** START Recorded information **

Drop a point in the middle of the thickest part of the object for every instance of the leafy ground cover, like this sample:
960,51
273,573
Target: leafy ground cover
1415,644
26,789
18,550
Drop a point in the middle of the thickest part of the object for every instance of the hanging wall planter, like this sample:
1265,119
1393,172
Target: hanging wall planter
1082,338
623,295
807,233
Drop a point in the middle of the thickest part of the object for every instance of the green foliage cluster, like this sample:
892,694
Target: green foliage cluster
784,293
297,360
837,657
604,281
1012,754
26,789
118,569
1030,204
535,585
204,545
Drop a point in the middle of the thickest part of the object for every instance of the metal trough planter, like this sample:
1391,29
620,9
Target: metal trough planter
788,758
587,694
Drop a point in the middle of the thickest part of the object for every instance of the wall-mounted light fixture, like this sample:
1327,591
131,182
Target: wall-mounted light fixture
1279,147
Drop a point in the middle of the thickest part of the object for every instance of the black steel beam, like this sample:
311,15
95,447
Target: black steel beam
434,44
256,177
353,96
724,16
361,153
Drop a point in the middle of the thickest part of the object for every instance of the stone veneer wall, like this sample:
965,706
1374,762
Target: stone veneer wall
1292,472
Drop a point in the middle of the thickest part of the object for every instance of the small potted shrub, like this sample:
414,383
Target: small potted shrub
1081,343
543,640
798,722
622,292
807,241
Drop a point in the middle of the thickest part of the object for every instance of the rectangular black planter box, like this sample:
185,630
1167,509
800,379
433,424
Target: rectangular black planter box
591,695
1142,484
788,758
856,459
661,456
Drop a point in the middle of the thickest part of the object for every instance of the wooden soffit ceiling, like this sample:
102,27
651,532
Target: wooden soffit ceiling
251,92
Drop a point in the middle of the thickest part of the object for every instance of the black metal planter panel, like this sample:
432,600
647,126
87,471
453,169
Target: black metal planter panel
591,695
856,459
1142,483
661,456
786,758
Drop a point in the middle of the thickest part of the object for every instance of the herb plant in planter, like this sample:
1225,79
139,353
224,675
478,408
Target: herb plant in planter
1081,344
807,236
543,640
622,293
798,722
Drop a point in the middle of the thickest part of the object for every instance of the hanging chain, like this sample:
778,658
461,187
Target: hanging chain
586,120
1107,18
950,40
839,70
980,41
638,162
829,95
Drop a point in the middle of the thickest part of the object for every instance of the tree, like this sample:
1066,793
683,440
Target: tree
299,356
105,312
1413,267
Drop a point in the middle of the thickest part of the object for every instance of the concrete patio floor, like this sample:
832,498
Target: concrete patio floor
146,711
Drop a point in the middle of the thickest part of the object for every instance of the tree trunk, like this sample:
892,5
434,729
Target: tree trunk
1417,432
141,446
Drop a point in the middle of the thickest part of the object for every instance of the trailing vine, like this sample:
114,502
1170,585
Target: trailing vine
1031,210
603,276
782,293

** END Recorded information **

#### Exercise instructions
Put the stretch from the line containing "of the herb" through the last line, both included, into a JSON list of strings with one string per line and blank lines left out.

#### Response to this exercise
[
  "Drop a point in the middle of the thickest part of the object for every instance of the herb plant in planter, like this sample:",
  "1225,79",
  "139,353",
  "224,675",
  "478,408",
  "Target: herb plant in planter",
  "1081,344",
  "807,236",
  "543,640",
  "622,293",
  "798,722",
  "Drop a point in the middle of the thickest part of the object for every instance of the hanging chain, like this sample:",
  "778,658",
  "461,187",
  "Target: hanging chain",
  "586,120",
  "1107,18",
  "950,40",
  "839,70",
  "980,41",
  "638,162",
  "829,95",
  "Drop a point in the middle of the thickest part of the object for every instance of the tree, like this sample:",
  "1066,793",
  "683,440",
  "Target: tree",
  "299,356",
  "105,312",
  "1413,267",
  "Drop a point in the middle of the thickest part of the object for every instance of the concrete patio floor, like this sample:",
  "832,498",
  "Target: concrete patio floor",
  "146,711",
  "Drop a point in the middle of the thickest part of the object for every instance of the tree trunk, like this sample:",
  "892,5",
  "434,729",
  "Target: tree trunk",
  "1417,432",
  "141,446",
  "Drop a point in the middle of the thickest part of the object for every instance of the trailing vine, like this sample:",
  "114,502",
  "1170,585",
  "Target: trailing vine",
  "1031,210",
  "603,276",
  "782,293"
]